**Aim of the exercise**
Can you return, word for word and with nothing else, the lines of the material from the one containing "Reviewer check: every instance of the wristwatch" through the last line, both included?

—————

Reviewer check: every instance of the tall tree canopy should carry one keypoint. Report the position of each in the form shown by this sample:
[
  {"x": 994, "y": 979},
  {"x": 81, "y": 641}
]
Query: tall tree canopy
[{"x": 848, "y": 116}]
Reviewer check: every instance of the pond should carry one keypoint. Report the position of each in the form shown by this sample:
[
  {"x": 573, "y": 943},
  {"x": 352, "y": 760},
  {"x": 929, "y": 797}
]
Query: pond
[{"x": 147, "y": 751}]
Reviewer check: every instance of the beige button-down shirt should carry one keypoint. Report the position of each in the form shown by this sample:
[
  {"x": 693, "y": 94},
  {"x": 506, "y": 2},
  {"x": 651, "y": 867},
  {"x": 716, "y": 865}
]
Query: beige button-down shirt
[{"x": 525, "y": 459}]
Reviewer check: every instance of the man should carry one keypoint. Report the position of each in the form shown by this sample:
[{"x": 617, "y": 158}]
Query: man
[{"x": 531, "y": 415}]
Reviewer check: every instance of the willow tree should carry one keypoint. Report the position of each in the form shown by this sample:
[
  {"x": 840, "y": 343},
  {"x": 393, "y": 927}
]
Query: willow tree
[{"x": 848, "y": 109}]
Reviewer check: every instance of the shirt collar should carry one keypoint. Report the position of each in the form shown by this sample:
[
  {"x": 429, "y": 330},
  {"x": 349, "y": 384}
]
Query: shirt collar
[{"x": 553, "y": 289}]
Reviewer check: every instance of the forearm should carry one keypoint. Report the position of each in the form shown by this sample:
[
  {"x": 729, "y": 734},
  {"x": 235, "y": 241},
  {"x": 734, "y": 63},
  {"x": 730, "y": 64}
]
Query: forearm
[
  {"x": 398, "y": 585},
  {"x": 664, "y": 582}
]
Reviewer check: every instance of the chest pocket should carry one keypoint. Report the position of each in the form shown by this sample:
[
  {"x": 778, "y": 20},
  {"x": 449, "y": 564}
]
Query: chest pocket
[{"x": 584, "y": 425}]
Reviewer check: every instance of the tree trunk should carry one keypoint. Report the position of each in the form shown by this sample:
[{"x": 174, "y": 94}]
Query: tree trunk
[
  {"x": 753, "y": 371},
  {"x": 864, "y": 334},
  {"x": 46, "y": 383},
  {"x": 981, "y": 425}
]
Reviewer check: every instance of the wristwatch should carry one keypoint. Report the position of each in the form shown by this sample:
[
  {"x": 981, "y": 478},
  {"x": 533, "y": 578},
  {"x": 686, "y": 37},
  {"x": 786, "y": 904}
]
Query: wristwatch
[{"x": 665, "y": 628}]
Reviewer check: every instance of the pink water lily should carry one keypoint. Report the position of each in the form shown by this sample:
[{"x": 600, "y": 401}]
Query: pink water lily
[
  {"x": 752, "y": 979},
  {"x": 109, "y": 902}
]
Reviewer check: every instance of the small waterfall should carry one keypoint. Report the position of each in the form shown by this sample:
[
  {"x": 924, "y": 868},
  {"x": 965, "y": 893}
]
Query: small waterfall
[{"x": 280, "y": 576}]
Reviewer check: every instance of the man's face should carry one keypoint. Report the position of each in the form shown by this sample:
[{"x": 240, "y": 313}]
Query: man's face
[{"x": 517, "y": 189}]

—————

**Response to this exercise**
Reviewer check: every instance of the wristwatch should carry one keypoint. Report the position of each in the form shown by this sample:
[
  {"x": 981, "y": 478},
  {"x": 533, "y": 578},
  {"x": 686, "y": 37},
  {"x": 786, "y": 904}
]
Query: wristwatch
[{"x": 665, "y": 628}]
Reviewer check: every instance of the pink water lily should carry one keypoint. Report the position of each in the form shown by this sample:
[{"x": 600, "y": 401}]
Query: pink water lily
[
  {"x": 752, "y": 979},
  {"x": 109, "y": 902}
]
Reviewer check: every instance of the small waterfall should carry one keypoint. Report the position of each in the form shown by this sample:
[
  {"x": 924, "y": 868},
  {"x": 965, "y": 893}
]
Query: small waterfall
[{"x": 280, "y": 576}]
Reviewer check: every instance of the man's face should carry one keypoint. Report the position of each in the form shown by this sample:
[{"x": 240, "y": 313}]
Query: man's face
[{"x": 517, "y": 189}]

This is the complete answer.